Exactness is required throughout. Return every record once more.

::: DATA SHOWN

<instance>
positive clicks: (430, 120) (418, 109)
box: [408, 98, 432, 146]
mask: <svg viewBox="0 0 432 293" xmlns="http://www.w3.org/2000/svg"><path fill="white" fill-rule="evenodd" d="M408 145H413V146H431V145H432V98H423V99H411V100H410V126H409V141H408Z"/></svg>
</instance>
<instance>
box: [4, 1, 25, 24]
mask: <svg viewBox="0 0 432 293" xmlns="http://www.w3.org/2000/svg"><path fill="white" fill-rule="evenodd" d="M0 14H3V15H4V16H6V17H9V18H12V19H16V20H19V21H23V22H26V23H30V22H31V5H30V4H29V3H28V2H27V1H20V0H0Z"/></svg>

::::::

RESPONSE AREA:
<instance>
positive clicks: (430, 120) (418, 109)
box: [408, 98, 432, 146]
mask: <svg viewBox="0 0 432 293" xmlns="http://www.w3.org/2000/svg"><path fill="white" fill-rule="evenodd" d="M408 145H413V146H431V145H432V98H423V99H411V100H410V126H409V141H408Z"/></svg>
</instance>
<instance>
box: [4, 1, 25, 24]
mask: <svg viewBox="0 0 432 293" xmlns="http://www.w3.org/2000/svg"><path fill="white" fill-rule="evenodd" d="M0 14H3V15H4V16H6V17H9V18H12V19H16V20H19V21H23V22H26V23H30V22H31V5H30V4H29V3H28V2H27V1H20V0H0Z"/></svg>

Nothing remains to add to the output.